STATED TASK – Gather every line below that contains the string "wave". Case counts, so treat uppercase and lowercase letters as different.

INFORMATION SUPPLIED –
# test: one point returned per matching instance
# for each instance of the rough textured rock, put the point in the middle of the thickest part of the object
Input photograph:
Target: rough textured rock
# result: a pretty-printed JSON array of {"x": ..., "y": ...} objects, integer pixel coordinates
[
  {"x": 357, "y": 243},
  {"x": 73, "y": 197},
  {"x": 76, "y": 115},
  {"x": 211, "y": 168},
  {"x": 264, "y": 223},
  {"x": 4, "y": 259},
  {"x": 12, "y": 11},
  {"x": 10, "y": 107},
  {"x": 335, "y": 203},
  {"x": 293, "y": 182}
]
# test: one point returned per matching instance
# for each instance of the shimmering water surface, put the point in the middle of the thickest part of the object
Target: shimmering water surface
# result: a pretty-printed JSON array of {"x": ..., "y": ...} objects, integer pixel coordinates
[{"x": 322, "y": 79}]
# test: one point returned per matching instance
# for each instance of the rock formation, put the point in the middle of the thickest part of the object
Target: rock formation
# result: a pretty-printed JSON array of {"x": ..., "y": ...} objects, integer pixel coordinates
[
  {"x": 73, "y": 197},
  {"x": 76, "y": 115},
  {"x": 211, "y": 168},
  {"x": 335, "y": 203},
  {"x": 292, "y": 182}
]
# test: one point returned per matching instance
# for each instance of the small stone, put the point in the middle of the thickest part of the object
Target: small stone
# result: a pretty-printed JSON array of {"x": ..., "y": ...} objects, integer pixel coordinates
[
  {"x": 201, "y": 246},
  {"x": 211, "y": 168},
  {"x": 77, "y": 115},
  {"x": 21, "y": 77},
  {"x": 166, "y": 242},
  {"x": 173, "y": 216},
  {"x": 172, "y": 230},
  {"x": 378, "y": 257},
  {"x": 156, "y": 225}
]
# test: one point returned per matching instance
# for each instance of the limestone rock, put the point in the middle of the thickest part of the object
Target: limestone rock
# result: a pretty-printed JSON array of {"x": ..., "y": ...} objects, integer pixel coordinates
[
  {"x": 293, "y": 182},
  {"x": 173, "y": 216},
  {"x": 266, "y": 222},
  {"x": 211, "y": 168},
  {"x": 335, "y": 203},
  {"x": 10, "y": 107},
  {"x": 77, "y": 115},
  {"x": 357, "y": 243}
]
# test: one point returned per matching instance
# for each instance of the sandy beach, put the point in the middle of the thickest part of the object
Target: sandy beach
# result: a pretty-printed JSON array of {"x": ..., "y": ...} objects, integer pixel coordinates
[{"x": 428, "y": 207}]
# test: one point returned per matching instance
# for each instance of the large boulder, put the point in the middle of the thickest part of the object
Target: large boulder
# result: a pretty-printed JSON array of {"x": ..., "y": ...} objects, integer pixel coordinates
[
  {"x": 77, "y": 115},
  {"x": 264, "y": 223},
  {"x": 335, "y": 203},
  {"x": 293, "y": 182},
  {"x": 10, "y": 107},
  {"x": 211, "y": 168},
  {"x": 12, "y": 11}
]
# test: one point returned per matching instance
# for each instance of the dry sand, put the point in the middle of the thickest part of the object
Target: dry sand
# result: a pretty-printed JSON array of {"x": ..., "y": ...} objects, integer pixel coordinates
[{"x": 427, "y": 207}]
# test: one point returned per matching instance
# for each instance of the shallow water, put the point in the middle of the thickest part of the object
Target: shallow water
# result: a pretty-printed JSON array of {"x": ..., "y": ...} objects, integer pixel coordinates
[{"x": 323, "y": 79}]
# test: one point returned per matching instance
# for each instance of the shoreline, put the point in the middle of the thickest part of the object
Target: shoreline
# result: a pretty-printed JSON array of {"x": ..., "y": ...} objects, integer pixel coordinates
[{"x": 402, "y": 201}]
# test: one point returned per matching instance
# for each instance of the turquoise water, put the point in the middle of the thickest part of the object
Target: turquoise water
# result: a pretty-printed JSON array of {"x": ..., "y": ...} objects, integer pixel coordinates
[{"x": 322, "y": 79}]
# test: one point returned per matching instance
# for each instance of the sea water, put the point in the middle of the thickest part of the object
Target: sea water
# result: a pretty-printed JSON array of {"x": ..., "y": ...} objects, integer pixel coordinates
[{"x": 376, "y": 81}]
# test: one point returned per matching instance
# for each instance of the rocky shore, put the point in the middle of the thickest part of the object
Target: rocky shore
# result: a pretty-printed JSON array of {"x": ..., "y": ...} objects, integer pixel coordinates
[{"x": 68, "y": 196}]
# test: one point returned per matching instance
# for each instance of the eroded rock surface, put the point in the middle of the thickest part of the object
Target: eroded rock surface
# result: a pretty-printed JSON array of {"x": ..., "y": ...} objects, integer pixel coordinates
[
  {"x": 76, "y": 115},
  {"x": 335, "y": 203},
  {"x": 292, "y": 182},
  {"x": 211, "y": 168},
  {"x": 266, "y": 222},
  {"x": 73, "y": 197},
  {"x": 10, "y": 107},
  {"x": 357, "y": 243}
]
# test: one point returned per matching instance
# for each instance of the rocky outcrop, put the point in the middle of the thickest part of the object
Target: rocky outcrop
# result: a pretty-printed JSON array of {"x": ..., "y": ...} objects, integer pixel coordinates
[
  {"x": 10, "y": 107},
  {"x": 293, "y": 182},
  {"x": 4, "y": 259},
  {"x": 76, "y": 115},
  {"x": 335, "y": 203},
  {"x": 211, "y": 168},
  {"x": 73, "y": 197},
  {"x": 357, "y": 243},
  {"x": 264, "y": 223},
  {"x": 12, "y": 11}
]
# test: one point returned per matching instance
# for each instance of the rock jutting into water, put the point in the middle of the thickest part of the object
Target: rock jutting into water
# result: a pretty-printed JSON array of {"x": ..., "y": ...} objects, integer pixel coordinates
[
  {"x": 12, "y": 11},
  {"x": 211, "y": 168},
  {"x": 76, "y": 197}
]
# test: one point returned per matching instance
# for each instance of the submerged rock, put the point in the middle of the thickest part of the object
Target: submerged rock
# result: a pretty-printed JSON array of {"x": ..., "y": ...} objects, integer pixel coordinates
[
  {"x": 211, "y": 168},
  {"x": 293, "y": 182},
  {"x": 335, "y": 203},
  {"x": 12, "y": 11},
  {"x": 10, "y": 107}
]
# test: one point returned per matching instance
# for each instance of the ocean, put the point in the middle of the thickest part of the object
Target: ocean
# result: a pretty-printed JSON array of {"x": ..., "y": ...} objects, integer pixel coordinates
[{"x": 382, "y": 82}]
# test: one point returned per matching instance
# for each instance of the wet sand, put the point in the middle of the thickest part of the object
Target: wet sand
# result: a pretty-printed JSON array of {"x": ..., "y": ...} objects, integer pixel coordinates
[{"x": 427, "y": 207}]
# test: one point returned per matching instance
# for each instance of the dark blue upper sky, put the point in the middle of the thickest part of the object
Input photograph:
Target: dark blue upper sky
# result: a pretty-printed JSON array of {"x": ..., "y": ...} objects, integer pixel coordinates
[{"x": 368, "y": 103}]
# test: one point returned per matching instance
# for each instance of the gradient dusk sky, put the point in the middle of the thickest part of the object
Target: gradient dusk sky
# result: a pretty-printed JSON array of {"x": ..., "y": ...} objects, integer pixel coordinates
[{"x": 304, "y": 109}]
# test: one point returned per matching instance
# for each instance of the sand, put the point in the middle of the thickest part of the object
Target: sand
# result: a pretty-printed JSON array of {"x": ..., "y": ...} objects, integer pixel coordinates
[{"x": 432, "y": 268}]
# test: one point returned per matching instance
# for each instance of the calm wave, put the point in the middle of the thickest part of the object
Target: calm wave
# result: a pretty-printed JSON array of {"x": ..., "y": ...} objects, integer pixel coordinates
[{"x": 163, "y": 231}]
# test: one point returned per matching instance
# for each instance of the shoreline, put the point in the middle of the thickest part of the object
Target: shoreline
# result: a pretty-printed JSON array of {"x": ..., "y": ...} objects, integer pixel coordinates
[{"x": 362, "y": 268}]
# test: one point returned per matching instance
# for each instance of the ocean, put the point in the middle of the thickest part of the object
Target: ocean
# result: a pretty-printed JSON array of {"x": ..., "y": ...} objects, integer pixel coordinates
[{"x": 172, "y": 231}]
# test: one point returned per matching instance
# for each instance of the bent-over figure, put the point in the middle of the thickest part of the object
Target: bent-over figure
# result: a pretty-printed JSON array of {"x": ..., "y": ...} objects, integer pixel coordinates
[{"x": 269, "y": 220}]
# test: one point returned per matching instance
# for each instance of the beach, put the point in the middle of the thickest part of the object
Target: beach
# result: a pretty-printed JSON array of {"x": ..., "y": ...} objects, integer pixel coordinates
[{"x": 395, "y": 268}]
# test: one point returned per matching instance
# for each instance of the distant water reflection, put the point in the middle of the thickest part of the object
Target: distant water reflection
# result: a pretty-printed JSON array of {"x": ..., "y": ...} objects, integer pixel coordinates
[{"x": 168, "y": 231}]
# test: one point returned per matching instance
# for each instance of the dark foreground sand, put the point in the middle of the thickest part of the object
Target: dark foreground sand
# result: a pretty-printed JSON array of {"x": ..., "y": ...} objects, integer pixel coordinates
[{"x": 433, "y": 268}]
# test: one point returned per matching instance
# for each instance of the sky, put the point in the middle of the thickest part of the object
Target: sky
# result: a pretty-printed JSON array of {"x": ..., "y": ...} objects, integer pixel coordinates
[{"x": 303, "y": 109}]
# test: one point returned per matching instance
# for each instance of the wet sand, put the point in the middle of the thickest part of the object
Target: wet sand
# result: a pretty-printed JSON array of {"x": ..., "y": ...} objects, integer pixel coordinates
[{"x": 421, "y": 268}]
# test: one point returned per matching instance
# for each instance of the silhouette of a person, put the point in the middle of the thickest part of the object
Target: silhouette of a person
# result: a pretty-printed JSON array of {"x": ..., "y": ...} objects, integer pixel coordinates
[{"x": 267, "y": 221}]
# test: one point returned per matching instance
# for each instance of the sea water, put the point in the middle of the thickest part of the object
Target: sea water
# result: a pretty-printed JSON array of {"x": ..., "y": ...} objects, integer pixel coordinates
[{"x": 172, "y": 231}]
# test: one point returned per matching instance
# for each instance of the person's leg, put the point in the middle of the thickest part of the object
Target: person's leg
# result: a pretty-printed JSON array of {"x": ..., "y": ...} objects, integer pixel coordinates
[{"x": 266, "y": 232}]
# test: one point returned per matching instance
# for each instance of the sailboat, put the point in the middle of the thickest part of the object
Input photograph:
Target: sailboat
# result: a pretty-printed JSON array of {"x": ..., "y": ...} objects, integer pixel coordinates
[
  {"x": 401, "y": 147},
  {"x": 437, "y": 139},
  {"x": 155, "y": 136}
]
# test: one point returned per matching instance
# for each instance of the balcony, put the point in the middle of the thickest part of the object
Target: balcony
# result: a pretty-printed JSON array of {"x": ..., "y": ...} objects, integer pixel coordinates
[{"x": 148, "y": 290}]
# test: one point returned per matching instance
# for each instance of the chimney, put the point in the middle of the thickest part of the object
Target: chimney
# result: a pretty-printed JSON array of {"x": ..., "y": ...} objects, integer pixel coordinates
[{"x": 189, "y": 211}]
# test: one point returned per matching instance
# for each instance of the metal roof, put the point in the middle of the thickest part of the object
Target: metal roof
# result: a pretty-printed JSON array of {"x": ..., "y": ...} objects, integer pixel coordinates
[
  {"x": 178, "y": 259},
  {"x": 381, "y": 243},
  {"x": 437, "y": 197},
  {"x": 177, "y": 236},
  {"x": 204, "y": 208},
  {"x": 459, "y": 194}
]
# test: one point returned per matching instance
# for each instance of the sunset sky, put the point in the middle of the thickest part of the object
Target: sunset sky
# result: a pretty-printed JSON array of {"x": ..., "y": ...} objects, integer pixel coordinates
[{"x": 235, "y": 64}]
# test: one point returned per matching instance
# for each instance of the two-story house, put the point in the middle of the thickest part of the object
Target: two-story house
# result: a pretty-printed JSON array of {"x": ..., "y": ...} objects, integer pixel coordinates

THE REPLY –
# for each instance of the calm wave, put the point in the middle of the thickest part of the object
Target: calm wave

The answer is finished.